A run of records:
** begin **

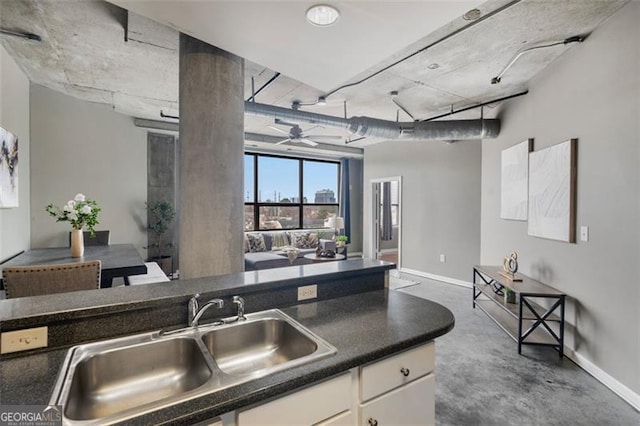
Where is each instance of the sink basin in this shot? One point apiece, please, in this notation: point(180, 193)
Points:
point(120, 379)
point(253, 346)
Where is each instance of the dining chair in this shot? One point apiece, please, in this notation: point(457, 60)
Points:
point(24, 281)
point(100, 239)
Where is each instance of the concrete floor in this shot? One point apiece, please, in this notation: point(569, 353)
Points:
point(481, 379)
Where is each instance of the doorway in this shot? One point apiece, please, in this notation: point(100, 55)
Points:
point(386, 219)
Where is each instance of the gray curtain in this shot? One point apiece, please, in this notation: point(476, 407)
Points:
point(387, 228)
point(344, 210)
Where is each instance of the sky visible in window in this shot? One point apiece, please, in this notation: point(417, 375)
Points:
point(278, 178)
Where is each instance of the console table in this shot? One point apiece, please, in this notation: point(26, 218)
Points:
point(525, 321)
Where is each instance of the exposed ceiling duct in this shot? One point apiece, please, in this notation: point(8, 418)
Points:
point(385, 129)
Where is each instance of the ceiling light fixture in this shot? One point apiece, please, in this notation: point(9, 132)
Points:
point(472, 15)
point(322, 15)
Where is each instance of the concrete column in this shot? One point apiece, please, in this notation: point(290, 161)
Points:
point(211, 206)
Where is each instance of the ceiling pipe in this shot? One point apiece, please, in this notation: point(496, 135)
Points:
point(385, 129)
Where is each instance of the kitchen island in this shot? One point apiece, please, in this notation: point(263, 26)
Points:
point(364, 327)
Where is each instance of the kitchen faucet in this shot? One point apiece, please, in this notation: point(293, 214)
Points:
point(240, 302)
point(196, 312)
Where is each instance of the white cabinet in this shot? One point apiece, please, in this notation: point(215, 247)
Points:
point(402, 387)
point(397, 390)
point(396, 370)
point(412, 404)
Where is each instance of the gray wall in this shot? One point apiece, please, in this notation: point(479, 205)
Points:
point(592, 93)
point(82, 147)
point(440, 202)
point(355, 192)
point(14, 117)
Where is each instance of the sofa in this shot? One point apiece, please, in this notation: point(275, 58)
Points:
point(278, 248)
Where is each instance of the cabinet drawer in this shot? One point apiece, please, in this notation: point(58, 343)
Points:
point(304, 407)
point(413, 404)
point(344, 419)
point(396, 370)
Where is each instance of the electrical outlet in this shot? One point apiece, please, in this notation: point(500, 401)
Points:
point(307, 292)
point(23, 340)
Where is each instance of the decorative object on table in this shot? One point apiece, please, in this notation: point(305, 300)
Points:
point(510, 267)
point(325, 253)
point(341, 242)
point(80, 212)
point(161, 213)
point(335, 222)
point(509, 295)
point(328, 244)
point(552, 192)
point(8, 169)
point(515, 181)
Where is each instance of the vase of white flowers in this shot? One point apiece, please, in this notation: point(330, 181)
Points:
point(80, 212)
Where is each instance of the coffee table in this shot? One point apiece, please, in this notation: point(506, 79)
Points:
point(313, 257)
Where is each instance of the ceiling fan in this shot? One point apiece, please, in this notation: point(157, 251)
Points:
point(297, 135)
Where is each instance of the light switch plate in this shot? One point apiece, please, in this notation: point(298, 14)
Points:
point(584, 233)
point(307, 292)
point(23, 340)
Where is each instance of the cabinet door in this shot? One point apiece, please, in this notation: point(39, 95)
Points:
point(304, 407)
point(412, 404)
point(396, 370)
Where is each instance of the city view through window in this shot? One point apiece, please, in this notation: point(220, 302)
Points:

** end **

• Given instruction
Put every line of the listing above into a numbered list, dropping any blank lines. Leave the pictures out.

• Written reply
1. Where is each instance of the sink basin in this shot? One point apiece, please, in this notation: point(180, 193)
2. Points:
3. point(120, 379)
4. point(253, 346)
5. Where is each instance of the dining chair in this shot? One point apiece, please, in this notation: point(457, 60)
6. Points:
7. point(24, 281)
8. point(100, 239)
9. Where is each instance of the concrete floor in this shot? One point apiece, please, in this notation: point(569, 353)
10. Points:
11. point(481, 379)
12. Where is each instance of the doorway in this shot? One point apiece, please, in this notation: point(100, 55)
13. Points:
14. point(386, 219)
15. Where is each instance of the gray curtain in this shot? One point apiece, please, in this notation: point(476, 407)
16. Points:
17. point(387, 228)
18. point(344, 210)
19. Where is each instance of the sky visible in window in this shot? One point apiece, please, in this notation: point(417, 375)
20. Points:
21. point(278, 178)
22. Where is each instance of the console table in this shot? One point apiece, please, in this notation: point(26, 218)
23. Points:
24. point(525, 321)
25. Where is each instance of the exposed ceiling duct in this shot? One point apiece, please, in this notation: point(8, 418)
26. Points:
27. point(385, 129)
28. Where is each instance of the ceiling light fixture in this shot? One point apiece, please, in this notation: point(9, 132)
29. Points:
30. point(472, 15)
31. point(322, 15)
32. Where is each instance of the concrete column in this shot? One point apiece, please, in this notation: point(290, 161)
33. Points:
34. point(211, 206)
35. Where is each instance of the ceiling pipe in this shot? One point apiece, please, in this notation: point(496, 135)
36. Points:
37. point(385, 129)
38. Where is each instance of the kitchen island in this shot? One point apiece, please, in this notation: point(263, 26)
39. Points:
40. point(364, 327)
41. Where is each instance of the kitchen faucet in this shot? One point apiece, please, in this notation: point(293, 214)
42. Points:
43. point(240, 302)
44. point(196, 312)
45. Where is each instance of the white cabinet in this shot? One point apiece, please, in this notation: point(215, 247)
46. Points:
47. point(402, 387)
48. point(397, 390)
49. point(396, 370)
50. point(412, 404)
51. Where is each instance of the gray wall in this shot? One point apiece, please, in this notation: point(479, 205)
52. Points:
53. point(592, 93)
54. point(82, 147)
55. point(440, 202)
56. point(355, 192)
57. point(14, 117)
58. Where is each instance of the sofa in this shot? One point apiece, please, in this notation: point(275, 58)
59. Points:
60. point(278, 248)
61. Where is each instance of the cabinet drawer in this shot? One point apiece, please, in this notation: point(58, 343)
62. Points:
63. point(304, 407)
64. point(413, 404)
65. point(344, 419)
66. point(396, 370)
67. Where is each instance of the electrical outlet in this shot? One point apiece, please, in this notation: point(500, 401)
68. Points:
69. point(307, 292)
70. point(23, 340)
71. Where is each instance of the decorative object on table in this shot? One point apiece, please, in this notation: point(305, 300)
72. Points:
73. point(510, 267)
74. point(325, 253)
75. point(341, 242)
76. point(80, 212)
77. point(161, 213)
78. point(335, 222)
79. point(509, 295)
80. point(328, 244)
81. point(552, 192)
82. point(8, 169)
83. point(515, 181)
84. Where is each instance of the vase of white flowers in this shot? One point apiece, please, in this notation: point(330, 181)
85. Points:
86. point(80, 212)
87. Where is each instance of the coffee table in this shot? One point apiece, please, in this notation: point(506, 79)
88. Points:
89. point(313, 257)
90. Where is each instance of the ceiling fan in this shot? One point apiece, please, in this notation: point(157, 251)
91. Points:
92. point(297, 135)
93. Where is each instance of the light switch plate in this shot? One point apiece, please, in this notation: point(298, 14)
94. Points:
95. point(584, 233)
96. point(307, 292)
97. point(23, 340)
98. Where is each instance of the cabinet door in this shot? One point apiece, please, in this notation: point(39, 95)
99. Points:
100. point(304, 407)
101. point(412, 404)
102. point(396, 370)
103. Where is each instance of the city view through window in this shot? One point apiece, please, in this notation: point(220, 302)
104. Points:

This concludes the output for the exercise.